Location labeling records:
::::::::

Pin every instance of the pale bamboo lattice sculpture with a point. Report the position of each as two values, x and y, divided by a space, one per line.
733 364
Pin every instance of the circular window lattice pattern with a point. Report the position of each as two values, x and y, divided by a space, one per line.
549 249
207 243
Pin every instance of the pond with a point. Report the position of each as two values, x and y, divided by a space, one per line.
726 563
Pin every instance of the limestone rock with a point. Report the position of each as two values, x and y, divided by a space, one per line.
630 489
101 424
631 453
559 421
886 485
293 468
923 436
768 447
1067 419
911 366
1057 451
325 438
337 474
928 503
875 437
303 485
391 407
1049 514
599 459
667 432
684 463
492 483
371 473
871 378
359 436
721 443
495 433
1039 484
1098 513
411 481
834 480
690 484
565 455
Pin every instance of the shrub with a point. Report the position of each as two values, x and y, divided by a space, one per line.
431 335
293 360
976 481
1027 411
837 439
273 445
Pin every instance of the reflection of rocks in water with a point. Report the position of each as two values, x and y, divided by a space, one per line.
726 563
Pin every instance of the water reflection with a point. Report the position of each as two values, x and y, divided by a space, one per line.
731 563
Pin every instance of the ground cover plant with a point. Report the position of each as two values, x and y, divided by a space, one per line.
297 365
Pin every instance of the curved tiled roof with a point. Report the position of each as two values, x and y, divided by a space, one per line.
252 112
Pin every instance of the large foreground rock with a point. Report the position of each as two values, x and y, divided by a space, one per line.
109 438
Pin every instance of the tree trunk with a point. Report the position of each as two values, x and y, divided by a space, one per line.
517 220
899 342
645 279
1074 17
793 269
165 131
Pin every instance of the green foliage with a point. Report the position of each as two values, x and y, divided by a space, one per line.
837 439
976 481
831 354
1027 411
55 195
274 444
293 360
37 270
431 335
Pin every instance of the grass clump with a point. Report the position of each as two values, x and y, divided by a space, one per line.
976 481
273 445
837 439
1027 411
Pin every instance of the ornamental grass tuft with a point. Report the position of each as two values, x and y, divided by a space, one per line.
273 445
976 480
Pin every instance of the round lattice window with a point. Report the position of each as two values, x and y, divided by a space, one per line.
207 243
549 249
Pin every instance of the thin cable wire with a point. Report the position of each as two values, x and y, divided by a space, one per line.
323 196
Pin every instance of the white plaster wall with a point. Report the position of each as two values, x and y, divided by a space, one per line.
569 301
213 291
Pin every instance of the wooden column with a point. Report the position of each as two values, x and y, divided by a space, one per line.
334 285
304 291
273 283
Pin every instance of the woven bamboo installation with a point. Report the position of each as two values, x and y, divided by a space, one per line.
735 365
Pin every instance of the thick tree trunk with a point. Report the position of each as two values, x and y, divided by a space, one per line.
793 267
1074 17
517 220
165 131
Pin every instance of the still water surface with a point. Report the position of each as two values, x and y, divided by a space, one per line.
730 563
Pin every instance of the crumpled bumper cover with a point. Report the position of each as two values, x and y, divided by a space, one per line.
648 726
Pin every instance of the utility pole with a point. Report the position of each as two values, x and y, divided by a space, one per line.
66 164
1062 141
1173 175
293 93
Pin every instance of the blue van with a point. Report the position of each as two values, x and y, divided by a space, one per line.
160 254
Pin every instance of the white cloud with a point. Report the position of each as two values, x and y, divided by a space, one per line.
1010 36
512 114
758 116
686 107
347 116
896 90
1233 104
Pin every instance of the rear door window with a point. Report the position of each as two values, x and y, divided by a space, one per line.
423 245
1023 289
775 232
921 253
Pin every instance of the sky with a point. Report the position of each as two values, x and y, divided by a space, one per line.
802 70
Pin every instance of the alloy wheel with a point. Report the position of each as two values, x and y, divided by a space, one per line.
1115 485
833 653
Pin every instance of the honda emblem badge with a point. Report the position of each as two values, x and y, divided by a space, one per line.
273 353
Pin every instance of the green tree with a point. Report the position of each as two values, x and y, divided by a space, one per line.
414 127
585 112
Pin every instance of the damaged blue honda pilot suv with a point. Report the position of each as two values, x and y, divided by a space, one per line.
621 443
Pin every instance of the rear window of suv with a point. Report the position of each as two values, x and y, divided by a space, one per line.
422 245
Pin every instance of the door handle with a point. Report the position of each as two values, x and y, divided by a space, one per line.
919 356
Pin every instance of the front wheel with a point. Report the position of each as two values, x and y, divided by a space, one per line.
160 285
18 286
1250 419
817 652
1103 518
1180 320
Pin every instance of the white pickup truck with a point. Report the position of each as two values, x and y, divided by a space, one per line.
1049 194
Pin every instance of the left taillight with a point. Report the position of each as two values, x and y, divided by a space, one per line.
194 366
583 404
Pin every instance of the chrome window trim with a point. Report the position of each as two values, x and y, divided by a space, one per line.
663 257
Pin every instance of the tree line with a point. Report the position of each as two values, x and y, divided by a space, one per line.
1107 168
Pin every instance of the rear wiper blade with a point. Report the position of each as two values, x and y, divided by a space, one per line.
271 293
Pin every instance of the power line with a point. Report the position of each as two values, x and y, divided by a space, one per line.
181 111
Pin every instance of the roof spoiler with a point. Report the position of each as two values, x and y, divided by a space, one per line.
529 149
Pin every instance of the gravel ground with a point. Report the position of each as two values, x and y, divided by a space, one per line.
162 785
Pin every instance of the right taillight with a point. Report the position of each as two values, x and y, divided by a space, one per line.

::::::::

Rewrite the listing above with "separated by a space" substituted for every occurrence of "divided by a space", leaving everything else unchanged.

Pin every instance of the pale bamboo lattice sculpture with a point. Report the position of each as two values, x and y, separated by a space, one per line.
733 364
Pin every instance of the circular window lattice pattern with a point. Report the position of each as two values, x and y, separated by a space, one per line.
549 249
207 243
Pin every instance of the pond with a point. Report the position of each as two values, x and y, separated by a space, one per line.
726 563
Pin every instance of the limestone rock with a point. Report the position of each as two values, x and y, separated by a space, one per line.
630 489
101 424
631 453
559 421
886 485
293 468
923 436
768 447
1067 419
911 366
1057 451
325 438
337 474
928 503
875 437
303 485
391 407
1049 514
599 459
667 432
684 463
492 483
371 473
871 378
359 436
721 443
495 433
1039 484
1098 513
411 481
834 480
690 484
565 455
Pin every instance of the shrub with a point. Report the position of each as two values, x and y, separated by a space, one per line.
431 335
293 360
976 481
1027 411
837 439
273 445
Pin every instance of the reflection of rocks in water with a point. Report the position of each as two values, x and y, separated by a space, one per line.
726 563
Pin every instance of the water reflection with a point. Report the position of each as two values, x and y, separated by a space, one per line.
731 563
Pin every instance of the ground cover plant with a point. Report the position of each as two values, x and y, separated by a space, one per line.
297 365
Pin every instance of the curved tiled roof with a point. Report the position of each as two values, x and y, separated by a space, one per line.
252 112
Pin every instance of the large foreground rock with a point. Report the position of each as two values, x and y, separated by a space, one per line.
109 438
Pin every instance of the tree trunk with a point. Report the position of each as two values, x and y, separated by a space, one per line.
517 220
899 342
645 279
1074 17
793 269
165 131
Pin every instance of the green foliage with a point. Report the position of each as two values, x and y, separated by a space, one per line.
837 439
976 481
831 354
1027 411
55 195
274 444
293 360
37 270
431 335
Pin every instance of the grass clump with a point. Report the position of each as two values, x and y, separated by a space, one per line.
976 481
273 445
837 439
1027 411
Pin every instance of the ornamental grass tuft with a point. Report the position of each as two values, x and y, separated by a space, one per line.
273 445
976 480
Pin every instance of the round lattice window with a point. Report the position of each as two values, x and y, separated by a space, one per line.
207 243
549 249
Pin every instance of the thin cable wire with a point. Report the position of each as two values, x and y, separated by a space, one per line.
323 196
Pin every instance of the white plaster wall with a point. Report the position of each as two values, x and y, separated by a space, one per line.
569 301
213 291
Pin every instance of the wooden column with a point. Report the position of each as two values, x and y, separated by a space, one per line.
334 285
304 291
273 283
Pin every instance of the woven bamboo installation with a point. Report the position of each as two values, x and y, separated by a space, one per line.
735 365
Pin every instance of the thick tree trunk with a point. Report the position of each as two values, x and y, separated by a space, one per line.
793 267
1074 17
517 220
165 131
Pin every instance of the still water surface with a point. Report the position of each as two values, x and y, separated by a space, one per line.
730 563
Pin every instance of the crumpled bumper cover with a point. Report the position of each as two values, x and y, separated by a space, one per line.
648 726
Pin every instance of the utility pole with a point. Report the position of each as two values, x and y, separated by a space, one per line.
66 164
1062 141
1173 175
293 93
Pin every instance of the blue van with a point. Report the position of each as two values, x and y, separated by a space, one per line.
160 254
Pin every instance of the white cloud with a point. Report the position of each as two values, x and y, separated by a space, one per line.
1010 36
512 114
758 116
686 107
347 116
896 90
1233 104
Pin every instance of the rear door window with a point. Report the position of each as two values, x and y, separated by a space, one per line.
423 245
1023 289
775 232
921 253
Pin every instance of the sky with a point. Report the position of each as two values, x and y, separated by a space, one per line.
802 70
Pin every instance of the alloy wheel with a point. Report the position of each as two values, x and y, separated by a space, one per line.
1115 485
833 653
Pin every instance of the honda emblem badge with a point. Report the position of each as two values, x and y, separated by a space, one per line.
273 353
Pin every instance of the green tree with a point. Report the position of each as two values, x and y, separated by a space, one per line.
414 127
585 112
Pin every instance of the damaged blue honda pilot suv with a point. Report the position of each as two values, x and y, separated by a space, one per line.
621 443
Pin every instance of the rear window of suv with a point. Report the position of each as two values, x and y, separated by a space, one per line.
422 245
Pin every instance of the door handle with a point. Report the position of each as two values, x and y, separated by a space, one per line.
919 356
Pin every instance of the front wheel with a point. Report the position of each as two values, x and y, separated by a space, one per line.
160 285
18 286
1250 419
817 652
1103 518
1180 320
Pin every instance of the white pickup truck with a point. Report the position of each as two values, x and y, separated by a space, one per line.
1049 194
Pin every instance of the left taillight with a point. Report the position of each as two values, x and y, separated by a space, one per line.
194 366
583 404
Pin every instance of the chrome window trim with a point. Report the position of each as two values, x and y, separated by a space, one per line.
663 257
Pin every instance of the tree line with a point. Report the position of each as two values, x and y, separated by a space, one per line.
1107 168
Pin every instance of the rear wiper blade with a point. Report the position of each as two values, x and y, separated by a space, one per line.
271 293
Pin every instance of the power line with a point. Report the position of each as two values, x and y, separated by a space, one per line.
181 111
Pin every instance of the roof spoiler with a point. Report the position of each as two values, x and y, separated by a space, one per line.
529 149
Pin every instance of the gravel ground with a point. Report the position of each as two values, x and y, separated by a space, one per line.
162 785
Pin every instance of the right taillight with a point. Report the position of each as two values, x and y, separated by a space, one per line.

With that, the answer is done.